| ASSIGNED TASK |
Return the data below exactly as given, except for the images.

| AVAILABLE RECORDS |
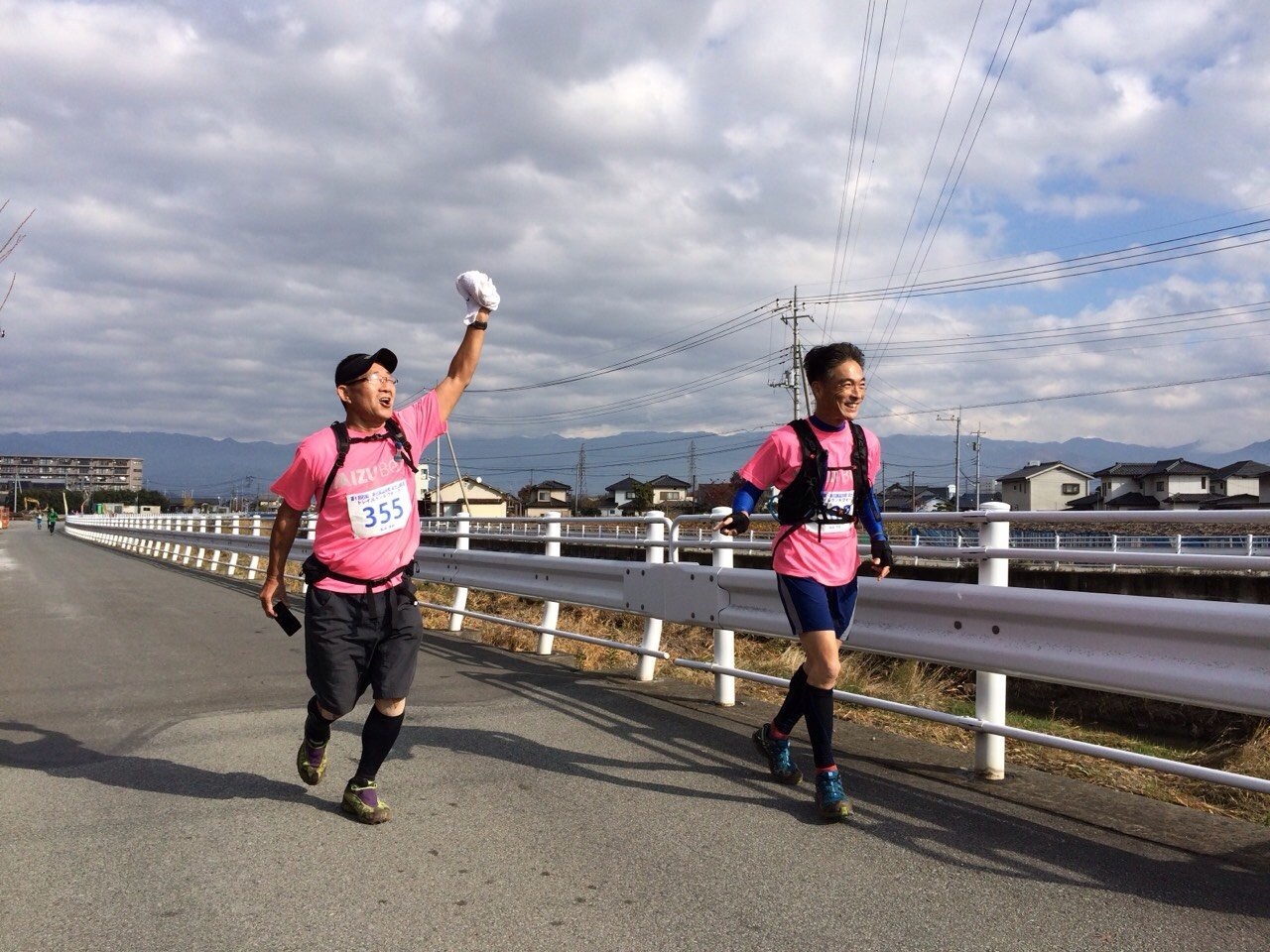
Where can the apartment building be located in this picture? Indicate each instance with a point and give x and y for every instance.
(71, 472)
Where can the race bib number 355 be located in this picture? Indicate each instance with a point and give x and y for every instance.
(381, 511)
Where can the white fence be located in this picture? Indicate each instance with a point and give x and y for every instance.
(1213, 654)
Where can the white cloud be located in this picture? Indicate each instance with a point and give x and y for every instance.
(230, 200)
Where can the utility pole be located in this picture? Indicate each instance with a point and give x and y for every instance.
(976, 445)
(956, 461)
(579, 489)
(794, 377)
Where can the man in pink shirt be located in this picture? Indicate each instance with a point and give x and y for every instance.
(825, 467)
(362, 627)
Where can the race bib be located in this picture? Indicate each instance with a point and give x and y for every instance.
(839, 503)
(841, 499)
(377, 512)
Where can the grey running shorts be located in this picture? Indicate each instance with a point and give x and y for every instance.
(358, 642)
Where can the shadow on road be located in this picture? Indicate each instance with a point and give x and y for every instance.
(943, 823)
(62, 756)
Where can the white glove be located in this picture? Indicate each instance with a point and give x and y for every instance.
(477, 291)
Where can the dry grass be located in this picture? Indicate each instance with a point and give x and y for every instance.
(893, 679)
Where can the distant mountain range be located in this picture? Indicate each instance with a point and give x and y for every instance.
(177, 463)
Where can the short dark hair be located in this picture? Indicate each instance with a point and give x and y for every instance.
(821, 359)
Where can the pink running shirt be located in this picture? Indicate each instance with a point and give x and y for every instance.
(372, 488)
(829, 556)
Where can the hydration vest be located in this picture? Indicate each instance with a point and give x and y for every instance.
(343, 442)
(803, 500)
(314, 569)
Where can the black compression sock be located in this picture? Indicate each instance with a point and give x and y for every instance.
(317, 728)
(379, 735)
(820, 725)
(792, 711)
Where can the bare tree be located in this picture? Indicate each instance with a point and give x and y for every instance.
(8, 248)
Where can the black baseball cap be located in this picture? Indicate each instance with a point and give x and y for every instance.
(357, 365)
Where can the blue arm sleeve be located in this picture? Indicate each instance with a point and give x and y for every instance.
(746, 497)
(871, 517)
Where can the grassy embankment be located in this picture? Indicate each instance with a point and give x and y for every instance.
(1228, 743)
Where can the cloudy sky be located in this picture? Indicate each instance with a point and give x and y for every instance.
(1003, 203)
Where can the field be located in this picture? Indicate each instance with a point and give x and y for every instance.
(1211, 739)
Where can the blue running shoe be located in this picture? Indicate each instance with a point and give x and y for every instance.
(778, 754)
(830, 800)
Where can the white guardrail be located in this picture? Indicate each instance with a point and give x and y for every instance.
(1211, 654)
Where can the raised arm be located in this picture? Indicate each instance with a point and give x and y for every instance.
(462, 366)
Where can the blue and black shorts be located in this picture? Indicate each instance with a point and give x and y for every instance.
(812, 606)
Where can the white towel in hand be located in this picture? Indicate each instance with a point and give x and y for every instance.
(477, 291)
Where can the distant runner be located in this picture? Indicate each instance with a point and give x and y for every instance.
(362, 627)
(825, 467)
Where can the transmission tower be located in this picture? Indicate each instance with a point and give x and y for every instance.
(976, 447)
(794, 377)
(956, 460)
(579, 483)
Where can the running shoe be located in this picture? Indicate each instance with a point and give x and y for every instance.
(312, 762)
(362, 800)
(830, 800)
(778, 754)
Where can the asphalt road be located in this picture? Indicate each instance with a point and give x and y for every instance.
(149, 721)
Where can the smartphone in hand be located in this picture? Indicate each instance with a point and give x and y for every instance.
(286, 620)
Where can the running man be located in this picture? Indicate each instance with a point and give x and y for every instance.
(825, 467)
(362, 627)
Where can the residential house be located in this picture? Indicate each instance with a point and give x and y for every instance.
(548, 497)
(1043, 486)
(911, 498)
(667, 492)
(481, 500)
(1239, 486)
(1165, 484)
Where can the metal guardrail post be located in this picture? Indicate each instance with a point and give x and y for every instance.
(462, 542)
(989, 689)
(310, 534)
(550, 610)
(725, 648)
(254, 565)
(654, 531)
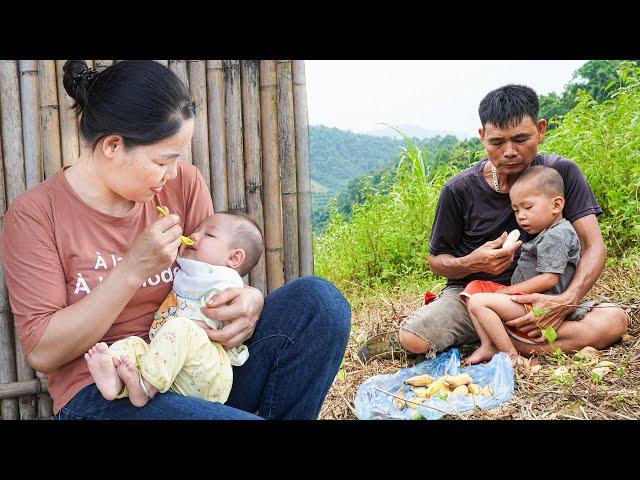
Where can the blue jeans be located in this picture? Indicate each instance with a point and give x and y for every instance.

| EXERCISE SOLUTION |
Where can the apartment building be located in this picture? Indicate each instance with a point and give x and y for every instance.
(71, 472)
Where can the race bib number 355 be located in this picture? Indicate each instance with a point and give x and y for every instance.
(381, 511)
Where can the white fence be located in this picture? Indicate each instance with a point and give x and y for every instance.
(1213, 654)
Where can the white cloud be located in this picture? Indicate each instance with a point and give x and y for every instance.
(230, 200)
Where can the utility pole be located in this picture? Indicate each instance with a point and give x and y for every instance.
(976, 445)
(956, 461)
(579, 489)
(794, 377)
Where can the man in pink shirt be located in this picture? Indicate each instance with a point and give x and y for every instance.
(825, 467)
(362, 627)
Where can the race bib be located in this picture? Indicate each instance with a point and give x and y for every instance.
(839, 503)
(841, 499)
(377, 512)
Where can the grey running shorts be located in this picture? Indicate each instance with a point and give x and y for every instance.
(358, 642)
Where can the shadow on road be located in this picture? Indicate each instance with a point and give x and y for every instance.
(943, 823)
(62, 756)
Where can the white glove be located in this picture? Indicate each instance with a point and give x and y for every instance.
(477, 291)
Where can the dry grass be located in this picture? Indicate each instance with a point and give x and y for every instance.
(893, 679)
Where can the distant mountain range be located in this picture? Indicate each instance with a point and give x and y for every instance.
(177, 463)
Where can the short dark hair be located in this picture? Indicate each instance with a point and give x and y for every instance.
(821, 359)
Where can the pink running shirt be located in this picture? Indicate each instance with a point and give x and y for every instance.
(372, 488)
(829, 556)
Where can the hydration vest be located in this picture? Indicate each instance with a point and give x and y for every instance.
(343, 442)
(803, 500)
(314, 569)
Where can the black compression sock be located in this picture? Indicate each instance with a point and give x and y for every instance.
(317, 728)
(379, 735)
(820, 725)
(792, 711)
Where can the bare tree be located in this picture? Indicate each instance with a point and give x and y for every instance.
(8, 248)
Where can the black baseball cap be located in this picture? Indicate each instance with a point and give x and y for every instance.
(357, 365)
Where can the blue arm sleeve be located in this picture? Indicate each instance with a point and give x and y for every instance.
(746, 497)
(871, 517)
Where can the grassy embankment be located in this picture? Indicate each instance with a point and give x and y for every instance.
(1228, 743)
Where can the cloudy sky be located in this picture? Indicate each instance with a point and give x and y for every instance.
(1003, 203)
Where can the field be located in this picture? Indicate each instance with a point and give x and y for every instance.
(1211, 739)
Where can the blue running shoe be located in this picture? Indicate each instance with a point and give x and y for every instance.
(778, 754)
(830, 800)
Where can the white guardrail be located in this picture? Indicate each instance with a point and give x and y for every instance.
(1211, 654)
Where can the raised arm be located in this picture? Indicate each instance with a point and give x and y for every instance.
(462, 366)
Where can the blue and black shorts be located in this picture? Indicate each instance with a point and give x and y for every instance.
(812, 606)
Where can the white towel in hand be located in this picture? Indicate each instance with a point and give x and y for every instance.
(477, 291)
Where can the distant runner be located in this picture? Indicate each instance with a point and give x and y for every instance.
(362, 627)
(825, 467)
Where can the transmission tower be located in this picture? Indicate each instance with a point and give x and y for every instance.
(976, 447)
(794, 377)
(956, 460)
(579, 483)
Where can the running shoe be located in this picture? Indicate each instance with a point and give x and y for every instance.
(312, 762)
(362, 800)
(830, 800)
(778, 754)
Where can the asphalt road be located in this picture? Indicate each instance with a point and give x and y for every instance.
(149, 721)
Where can the smartphone in hand be located in this picture? Indicate each instance with a point and give x and y for every instance.
(286, 620)
Where can the running man be located in this picture? Indicate each instance with a point and give x and y for every instance.
(825, 467)
(362, 627)
Where can the residential house be located in this picture? Indicate each instance with a point and give x and y for every instance.
(548, 497)
(1043, 486)
(911, 498)
(667, 492)
(481, 500)
(1239, 486)
(1165, 484)
Where can the metal guardrail post be located in this picture? Indicate each instance with a point and give x and y for every instance.
(462, 542)
(989, 689)
(310, 534)
(550, 610)
(725, 648)
(254, 565)
(654, 531)
Where can the blue jeans be located in this picture? Indicate each instance with a point and give x and y for every instance.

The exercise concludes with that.